Problem description
In the listing below, copy out word for word the stretch from the line containing "Presence query: does the above image contain any field" through the line containing "[498,312,719,341]".

Data extract
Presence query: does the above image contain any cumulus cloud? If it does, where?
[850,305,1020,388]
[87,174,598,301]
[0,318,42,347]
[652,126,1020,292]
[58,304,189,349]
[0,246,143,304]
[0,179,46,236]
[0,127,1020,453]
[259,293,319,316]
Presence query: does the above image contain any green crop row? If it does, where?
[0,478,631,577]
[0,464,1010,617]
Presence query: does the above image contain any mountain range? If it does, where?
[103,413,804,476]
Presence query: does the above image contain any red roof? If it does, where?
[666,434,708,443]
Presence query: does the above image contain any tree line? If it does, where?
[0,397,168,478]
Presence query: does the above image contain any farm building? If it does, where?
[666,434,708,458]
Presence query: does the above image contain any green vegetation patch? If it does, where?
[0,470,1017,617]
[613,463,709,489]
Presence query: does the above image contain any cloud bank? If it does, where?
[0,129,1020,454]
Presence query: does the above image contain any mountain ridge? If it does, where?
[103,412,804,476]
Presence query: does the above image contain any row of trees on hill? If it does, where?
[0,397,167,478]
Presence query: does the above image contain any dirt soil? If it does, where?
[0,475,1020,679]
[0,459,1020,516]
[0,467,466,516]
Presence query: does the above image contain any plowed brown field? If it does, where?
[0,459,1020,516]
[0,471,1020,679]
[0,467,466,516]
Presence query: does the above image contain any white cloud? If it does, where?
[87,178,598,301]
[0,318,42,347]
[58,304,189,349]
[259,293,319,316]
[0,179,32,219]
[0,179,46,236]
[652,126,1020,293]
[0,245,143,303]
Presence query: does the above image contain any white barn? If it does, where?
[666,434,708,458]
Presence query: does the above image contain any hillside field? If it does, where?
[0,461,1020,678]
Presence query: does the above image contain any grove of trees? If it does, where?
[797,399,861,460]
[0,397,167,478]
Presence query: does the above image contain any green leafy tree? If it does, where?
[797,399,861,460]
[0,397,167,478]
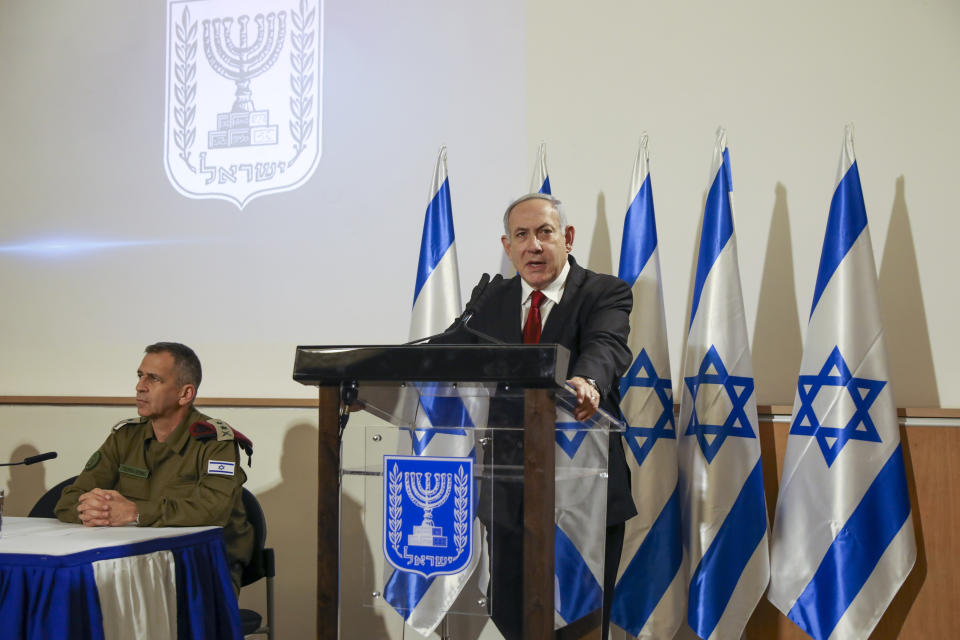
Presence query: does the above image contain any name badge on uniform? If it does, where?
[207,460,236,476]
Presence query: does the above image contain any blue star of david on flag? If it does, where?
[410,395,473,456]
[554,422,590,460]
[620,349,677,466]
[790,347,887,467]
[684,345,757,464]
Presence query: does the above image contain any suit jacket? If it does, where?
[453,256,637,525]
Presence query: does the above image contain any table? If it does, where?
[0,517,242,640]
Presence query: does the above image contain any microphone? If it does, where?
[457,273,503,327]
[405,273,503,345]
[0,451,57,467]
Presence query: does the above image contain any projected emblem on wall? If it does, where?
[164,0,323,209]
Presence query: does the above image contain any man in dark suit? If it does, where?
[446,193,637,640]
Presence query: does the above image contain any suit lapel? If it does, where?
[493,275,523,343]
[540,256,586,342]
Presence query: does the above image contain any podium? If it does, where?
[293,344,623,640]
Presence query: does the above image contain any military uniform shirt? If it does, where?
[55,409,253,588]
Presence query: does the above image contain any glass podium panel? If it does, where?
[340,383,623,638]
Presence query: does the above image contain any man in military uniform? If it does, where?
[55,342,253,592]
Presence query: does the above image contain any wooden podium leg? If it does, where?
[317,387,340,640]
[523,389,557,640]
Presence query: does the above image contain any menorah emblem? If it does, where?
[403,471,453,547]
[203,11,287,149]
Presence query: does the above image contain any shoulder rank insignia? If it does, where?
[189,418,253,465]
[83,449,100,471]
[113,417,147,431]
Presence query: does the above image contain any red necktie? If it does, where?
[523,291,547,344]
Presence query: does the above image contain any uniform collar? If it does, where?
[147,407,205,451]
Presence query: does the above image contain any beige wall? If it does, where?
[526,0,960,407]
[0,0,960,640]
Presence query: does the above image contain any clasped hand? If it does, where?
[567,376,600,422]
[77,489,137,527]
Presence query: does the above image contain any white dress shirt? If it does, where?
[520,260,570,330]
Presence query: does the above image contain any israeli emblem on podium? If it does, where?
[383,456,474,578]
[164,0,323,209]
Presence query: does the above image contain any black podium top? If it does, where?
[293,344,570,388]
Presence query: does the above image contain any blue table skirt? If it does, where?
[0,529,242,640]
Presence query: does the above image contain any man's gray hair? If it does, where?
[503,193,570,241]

---

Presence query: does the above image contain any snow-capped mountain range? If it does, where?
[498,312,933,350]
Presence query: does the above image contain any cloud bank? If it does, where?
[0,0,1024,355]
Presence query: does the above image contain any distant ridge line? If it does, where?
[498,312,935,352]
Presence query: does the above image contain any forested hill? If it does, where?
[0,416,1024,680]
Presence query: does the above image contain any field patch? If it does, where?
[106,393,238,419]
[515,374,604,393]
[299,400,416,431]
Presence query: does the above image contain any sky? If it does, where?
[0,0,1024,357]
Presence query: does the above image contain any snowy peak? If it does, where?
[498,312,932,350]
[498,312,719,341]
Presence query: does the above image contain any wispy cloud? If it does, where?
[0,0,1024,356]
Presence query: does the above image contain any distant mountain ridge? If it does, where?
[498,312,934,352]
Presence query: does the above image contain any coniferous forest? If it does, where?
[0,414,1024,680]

Final result
Presence query: does the above image contain any field patch? If it does, where?
[106,393,238,419]
[515,374,604,393]
[299,400,416,431]
Presence query: does the above image contain any sky? If it does, where?
[0,0,1024,357]
Presence query: does the above image contain any snowy peak? If it does, where?
[498,312,932,350]
[498,312,719,341]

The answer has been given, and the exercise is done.